- _Tasks to carry out_:
**a)** Using the page on choosing models, explain in one to three sentences why a large dataset has to be split instead of handled the way smaller ones are.
**b)** From the page on choosing models, write out the part that opens with "Well, unlike with" and closes with "Columns (if necessary)", replacing "naively" with "all at once".

This implies that either of them would be efficient for deployment. Now based on the needs of the problem, we can now decide on either of the models. If you have needs for a model-based learning algorithm, you can choose the KNN or the Logistic Regression for instance-based learning.
After cross-validating the dataset we can now conclude that the best performing models are the Logistic Regression and the K-Nearest Neighbor models which both had an accuracy of 97.33%.
Performing cross-validation experiments like this on a large dataset would be very expensive computational-wise.
Now that we’ve figured out how to address the smaller datasets, how do we address larger ones?
How do we define a large dataset?
What do I mean by a large dataset? A dataset of about 10,000 rows upwards is large, while datasets within the range of say 2,000 to 10,000 are reasonably medium. Of course, this metric isn’t the best.
If you try processing a large dataset naively it will take longer processing time and exhaust computing power. This is a more precise metric.
After determining your dataset is large. what are the steps for selecting a model for the dataset then?
Well, unlike with smaller datasets, we can’t process this dataset naively. Thus, we have to split it. This is where reducing the dataset to three (3) set for training and evaluation comes to play.
Before we proceed though, let’s list the steps required to select a model for larger datasets:
- Transform Categorical Columns to Numeric (If any)
- Scale Continuous Columns (if necessary)
- Split the Dataset
- Elect Candidate Model
- Perform Model Evaluation
- Model Selection
You can proceed with these steps if you have a cleaned dataset. The House Prices — Advanced Regression Techniques dataset would be utilized for tutorial purposes as we analyze the steps involved in selecting models for larger datasets.
The House Prices dataset isn’t so large a dataset itself but should explain the concept behind our steps nicely.
The notebook compiling the codes for the dataset and the work we did can be found on my Kaggle page.

- _Data provided_:
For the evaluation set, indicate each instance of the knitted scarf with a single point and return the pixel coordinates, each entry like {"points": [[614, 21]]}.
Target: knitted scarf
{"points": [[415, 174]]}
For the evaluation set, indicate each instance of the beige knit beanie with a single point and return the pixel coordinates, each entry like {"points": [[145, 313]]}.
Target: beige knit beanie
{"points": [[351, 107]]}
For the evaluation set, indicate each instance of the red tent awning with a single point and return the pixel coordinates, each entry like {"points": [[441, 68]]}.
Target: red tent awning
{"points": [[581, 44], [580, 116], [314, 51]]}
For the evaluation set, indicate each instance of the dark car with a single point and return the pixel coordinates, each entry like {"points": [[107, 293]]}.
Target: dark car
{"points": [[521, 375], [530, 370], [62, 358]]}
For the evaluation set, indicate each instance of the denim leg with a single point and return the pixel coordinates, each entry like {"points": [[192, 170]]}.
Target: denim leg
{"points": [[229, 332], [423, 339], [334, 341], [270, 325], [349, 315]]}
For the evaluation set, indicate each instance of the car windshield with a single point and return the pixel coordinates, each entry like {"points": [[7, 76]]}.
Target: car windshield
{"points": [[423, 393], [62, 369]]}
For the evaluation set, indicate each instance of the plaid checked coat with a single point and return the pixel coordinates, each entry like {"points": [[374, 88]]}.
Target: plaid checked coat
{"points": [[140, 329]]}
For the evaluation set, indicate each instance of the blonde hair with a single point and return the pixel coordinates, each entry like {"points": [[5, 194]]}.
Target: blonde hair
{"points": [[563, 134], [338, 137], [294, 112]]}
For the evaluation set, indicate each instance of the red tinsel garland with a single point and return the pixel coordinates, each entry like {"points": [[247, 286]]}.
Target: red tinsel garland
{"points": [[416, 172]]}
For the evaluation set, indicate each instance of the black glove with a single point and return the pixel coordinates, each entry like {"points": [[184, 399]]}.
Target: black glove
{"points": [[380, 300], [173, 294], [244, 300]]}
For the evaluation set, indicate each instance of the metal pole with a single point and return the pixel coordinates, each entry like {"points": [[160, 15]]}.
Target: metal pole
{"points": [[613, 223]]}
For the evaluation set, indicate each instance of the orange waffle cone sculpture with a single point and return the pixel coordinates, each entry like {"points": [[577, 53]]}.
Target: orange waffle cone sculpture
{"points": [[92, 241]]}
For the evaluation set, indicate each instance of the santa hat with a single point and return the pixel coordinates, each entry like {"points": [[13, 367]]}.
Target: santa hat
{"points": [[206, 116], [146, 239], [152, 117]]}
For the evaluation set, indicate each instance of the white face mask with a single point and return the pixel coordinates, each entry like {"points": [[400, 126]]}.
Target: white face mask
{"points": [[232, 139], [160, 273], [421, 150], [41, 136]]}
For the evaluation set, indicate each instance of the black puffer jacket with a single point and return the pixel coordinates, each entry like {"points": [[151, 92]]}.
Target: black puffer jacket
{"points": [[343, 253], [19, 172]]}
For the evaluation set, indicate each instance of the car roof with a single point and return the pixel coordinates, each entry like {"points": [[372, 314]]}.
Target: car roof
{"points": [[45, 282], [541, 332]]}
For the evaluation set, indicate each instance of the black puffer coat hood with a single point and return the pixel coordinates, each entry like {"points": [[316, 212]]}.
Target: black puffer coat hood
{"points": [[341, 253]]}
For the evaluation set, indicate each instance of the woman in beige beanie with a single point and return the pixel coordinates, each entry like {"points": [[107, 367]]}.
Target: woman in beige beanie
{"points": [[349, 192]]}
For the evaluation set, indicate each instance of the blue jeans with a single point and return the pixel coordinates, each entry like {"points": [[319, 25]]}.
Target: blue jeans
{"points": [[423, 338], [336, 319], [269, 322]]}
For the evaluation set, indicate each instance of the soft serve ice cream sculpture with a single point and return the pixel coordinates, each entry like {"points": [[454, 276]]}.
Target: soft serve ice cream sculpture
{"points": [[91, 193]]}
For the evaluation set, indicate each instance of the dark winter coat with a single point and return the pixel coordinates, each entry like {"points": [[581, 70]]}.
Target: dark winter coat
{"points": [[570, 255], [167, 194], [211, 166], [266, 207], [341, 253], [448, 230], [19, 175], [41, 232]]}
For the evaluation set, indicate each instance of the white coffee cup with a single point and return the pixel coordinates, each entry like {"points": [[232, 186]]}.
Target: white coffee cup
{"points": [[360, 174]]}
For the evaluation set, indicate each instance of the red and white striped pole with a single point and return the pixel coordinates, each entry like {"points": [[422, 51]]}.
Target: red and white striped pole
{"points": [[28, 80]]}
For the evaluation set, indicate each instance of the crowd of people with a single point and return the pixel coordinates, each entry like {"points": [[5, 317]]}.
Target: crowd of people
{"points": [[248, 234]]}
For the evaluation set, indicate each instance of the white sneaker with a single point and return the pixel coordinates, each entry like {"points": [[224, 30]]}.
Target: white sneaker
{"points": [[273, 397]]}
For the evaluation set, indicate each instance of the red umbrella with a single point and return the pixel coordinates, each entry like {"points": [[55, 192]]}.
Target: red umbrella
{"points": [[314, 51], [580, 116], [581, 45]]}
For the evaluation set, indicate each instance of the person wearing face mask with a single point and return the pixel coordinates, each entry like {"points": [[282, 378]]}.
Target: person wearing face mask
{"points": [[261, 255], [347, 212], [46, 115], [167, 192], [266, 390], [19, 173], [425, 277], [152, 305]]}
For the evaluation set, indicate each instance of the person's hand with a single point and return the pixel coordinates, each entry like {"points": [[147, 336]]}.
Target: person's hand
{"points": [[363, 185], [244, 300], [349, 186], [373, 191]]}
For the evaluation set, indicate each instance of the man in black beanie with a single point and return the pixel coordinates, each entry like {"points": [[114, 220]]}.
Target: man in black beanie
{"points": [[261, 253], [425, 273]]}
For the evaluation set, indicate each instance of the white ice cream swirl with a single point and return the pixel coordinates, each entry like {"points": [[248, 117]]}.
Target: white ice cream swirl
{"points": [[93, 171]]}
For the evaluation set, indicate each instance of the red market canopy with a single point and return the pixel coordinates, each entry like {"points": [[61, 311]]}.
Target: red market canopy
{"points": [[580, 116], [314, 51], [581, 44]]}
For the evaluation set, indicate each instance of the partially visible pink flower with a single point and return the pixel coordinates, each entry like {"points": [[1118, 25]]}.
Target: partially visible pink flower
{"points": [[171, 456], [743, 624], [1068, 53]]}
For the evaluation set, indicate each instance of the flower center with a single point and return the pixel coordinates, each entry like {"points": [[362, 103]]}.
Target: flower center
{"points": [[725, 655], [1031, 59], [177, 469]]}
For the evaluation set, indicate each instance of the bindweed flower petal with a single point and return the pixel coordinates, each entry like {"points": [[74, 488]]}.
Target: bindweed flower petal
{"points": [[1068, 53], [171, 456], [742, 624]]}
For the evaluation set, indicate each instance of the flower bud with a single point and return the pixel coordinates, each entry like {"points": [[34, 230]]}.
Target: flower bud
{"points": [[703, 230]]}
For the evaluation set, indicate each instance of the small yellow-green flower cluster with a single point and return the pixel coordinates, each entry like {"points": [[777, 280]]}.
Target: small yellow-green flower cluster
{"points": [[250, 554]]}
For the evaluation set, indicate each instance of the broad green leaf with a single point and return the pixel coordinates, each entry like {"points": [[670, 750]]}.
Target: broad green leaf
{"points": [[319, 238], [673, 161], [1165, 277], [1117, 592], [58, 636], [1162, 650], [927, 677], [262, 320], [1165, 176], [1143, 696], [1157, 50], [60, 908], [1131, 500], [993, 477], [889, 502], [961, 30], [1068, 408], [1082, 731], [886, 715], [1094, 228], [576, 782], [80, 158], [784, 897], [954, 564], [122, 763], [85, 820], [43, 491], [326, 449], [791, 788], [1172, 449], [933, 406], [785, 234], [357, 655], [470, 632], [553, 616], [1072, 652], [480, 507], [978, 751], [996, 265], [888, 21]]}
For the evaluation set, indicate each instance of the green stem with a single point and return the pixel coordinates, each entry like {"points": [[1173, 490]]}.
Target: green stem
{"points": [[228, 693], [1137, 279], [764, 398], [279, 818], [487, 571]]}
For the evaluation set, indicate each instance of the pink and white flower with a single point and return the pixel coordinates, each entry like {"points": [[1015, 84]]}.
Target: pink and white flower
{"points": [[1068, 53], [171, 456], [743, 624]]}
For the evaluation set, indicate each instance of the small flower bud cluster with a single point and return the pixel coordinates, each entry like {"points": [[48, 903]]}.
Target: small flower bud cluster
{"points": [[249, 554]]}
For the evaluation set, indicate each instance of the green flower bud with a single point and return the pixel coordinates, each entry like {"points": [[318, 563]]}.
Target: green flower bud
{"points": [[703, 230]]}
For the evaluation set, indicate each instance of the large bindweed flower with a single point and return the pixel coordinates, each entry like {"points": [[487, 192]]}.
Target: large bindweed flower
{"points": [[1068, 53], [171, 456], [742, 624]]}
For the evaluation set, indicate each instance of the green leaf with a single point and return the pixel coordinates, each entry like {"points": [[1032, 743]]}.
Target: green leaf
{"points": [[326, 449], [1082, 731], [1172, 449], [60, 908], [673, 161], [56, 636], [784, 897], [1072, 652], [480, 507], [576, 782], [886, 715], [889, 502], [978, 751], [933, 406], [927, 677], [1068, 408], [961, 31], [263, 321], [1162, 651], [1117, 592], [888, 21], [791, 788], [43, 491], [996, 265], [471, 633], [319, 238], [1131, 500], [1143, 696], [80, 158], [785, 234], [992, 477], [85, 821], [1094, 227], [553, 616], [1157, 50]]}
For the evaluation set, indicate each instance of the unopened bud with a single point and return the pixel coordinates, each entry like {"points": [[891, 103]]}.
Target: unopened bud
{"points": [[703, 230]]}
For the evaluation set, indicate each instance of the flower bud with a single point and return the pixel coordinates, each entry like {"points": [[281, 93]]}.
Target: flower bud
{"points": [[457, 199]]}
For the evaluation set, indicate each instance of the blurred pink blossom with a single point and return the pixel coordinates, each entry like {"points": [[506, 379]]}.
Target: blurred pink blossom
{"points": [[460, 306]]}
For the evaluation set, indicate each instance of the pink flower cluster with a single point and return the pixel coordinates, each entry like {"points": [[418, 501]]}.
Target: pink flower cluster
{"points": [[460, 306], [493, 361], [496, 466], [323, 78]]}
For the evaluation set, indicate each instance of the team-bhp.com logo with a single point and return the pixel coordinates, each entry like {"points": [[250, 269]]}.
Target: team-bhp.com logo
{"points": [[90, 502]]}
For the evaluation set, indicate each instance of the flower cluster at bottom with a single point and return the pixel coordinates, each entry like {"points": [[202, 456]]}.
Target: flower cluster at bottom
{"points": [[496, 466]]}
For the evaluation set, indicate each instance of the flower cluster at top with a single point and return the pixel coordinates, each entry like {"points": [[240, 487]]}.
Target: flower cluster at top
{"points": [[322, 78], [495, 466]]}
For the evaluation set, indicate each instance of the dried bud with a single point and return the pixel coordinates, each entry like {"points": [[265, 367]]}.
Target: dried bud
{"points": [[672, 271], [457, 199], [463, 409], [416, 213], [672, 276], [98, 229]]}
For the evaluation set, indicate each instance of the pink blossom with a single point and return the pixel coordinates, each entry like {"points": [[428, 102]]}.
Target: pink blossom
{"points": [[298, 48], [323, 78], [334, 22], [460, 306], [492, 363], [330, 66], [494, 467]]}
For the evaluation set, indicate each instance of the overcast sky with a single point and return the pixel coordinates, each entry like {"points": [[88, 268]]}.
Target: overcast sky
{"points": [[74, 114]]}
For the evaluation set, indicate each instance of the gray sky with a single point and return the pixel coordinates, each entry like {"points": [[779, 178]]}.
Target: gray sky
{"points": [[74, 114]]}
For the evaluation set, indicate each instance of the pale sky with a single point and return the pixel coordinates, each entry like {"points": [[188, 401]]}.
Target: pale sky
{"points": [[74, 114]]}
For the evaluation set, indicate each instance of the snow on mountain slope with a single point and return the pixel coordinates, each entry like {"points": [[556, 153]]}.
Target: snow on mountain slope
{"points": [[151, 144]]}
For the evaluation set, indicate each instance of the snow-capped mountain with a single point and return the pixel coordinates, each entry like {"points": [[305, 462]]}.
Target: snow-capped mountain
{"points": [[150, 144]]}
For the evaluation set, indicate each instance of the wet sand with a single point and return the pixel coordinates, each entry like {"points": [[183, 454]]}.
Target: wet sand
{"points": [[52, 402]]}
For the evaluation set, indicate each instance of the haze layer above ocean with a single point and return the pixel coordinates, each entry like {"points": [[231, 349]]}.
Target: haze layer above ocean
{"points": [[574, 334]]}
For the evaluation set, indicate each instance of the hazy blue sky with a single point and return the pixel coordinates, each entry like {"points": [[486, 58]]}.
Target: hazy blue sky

- _Outputs for the tasks_:
**a)** A large dataset can't be processed naively: doing so takes longer processing time and exhausts computing power, and cross-validation experiments on it would be very expensive computationally. So the dataset is split into three sets for training and evaluation.

**b)**
Well, unlike with smaller datasets, we can’t process this dataset all at once. Thus, we have to split it. This is where reducing the dataset to three (3) set for training and evaluation comes to play.
Before we proceed though, let’s list the steps required to select a model for larger datasets:
- Transform Categorical Columns to Numeric (If any)
- Scale Continuous Columns (if necessary)